**Work to complete:**
Reproduce all of the entries below, requests included, and increase each coordinate in the answer points by 60 while leaving the sample pairs inside the requests unchanged. Omit the pictures from your reply.

**Data supplied:**
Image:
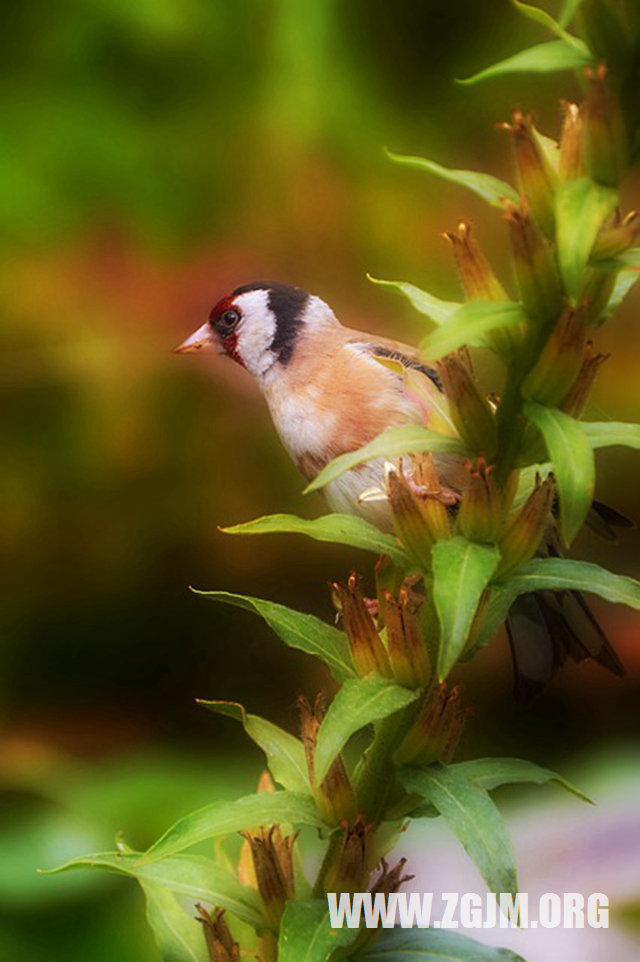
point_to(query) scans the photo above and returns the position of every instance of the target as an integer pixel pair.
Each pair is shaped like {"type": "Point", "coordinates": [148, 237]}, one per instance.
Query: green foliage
{"type": "Point", "coordinates": [284, 753]}
{"type": "Point", "coordinates": [416, 945]}
{"type": "Point", "coordinates": [358, 703]}
{"type": "Point", "coordinates": [469, 325]}
{"type": "Point", "coordinates": [461, 572]}
{"type": "Point", "coordinates": [472, 817]}
{"type": "Point", "coordinates": [225, 818]}
{"type": "Point", "coordinates": [573, 465]}
{"type": "Point", "coordinates": [296, 629]}
{"type": "Point", "coordinates": [337, 528]}
{"type": "Point", "coordinates": [306, 934]}
{"type": "Point", "coordinates": [490, 188]}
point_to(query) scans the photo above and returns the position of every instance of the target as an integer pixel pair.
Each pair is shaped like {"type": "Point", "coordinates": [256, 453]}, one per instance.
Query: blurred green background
{"type": "Point", "coordinates": [154, 156]}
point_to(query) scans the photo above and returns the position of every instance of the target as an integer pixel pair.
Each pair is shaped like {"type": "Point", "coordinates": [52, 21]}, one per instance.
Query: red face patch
{"type": "Point", "coordinates": [228, 338]}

**Written answer:**
Image:
point_to(query) scans the photo above and returns the position of every instance of the target as an integer pixel pair.
Each pair is shaped like {"type": "Point", "coordinates": [148, 237]}, one per instance.
Query: green foliage
{"type": "Point", "coordinates": [344, 813]}
{"type": "Point", "coordinates": [476, 1005]}
{"type": "Point", "coordinates": [418, 763]}
{"type": "Point", "coordinates": [529, 385]}
{"type": "Point", "coordinates": [521, 632]}
{"type": "Point", "coordinates": [532, 877]}
{"type": "Point", "coordinates": [285, 878]}
{"type": "Point", "coordinates": [633, 525]}
{"type": "Point", "coordinates": [356, 689]}
{"type": "Point", "coordinates": [397, 588]}
{"type": "Point", "coordinates": [366, 994]}
{"type": "Point", "coordinates": [550, 248]}
point_to(query) scans the photo above and returns the position of every instance of the target as an integer pixel pair.
Each pair is shaped like {"type": "Point", "coordinates": [256, 453]}, one per instance.
Query: blurred green background
{"type": "Point", "coordinates": [214, 216]}
point_to(query) scans the photo above and returns the position of every instance of the target as an integer pixel pair.
Each pair is shaped like {"type": "Point", "coordinates": [52, 21]}, one per instance.
Query: red face patch
{"type": "Point", "coordinates": [288, 398]}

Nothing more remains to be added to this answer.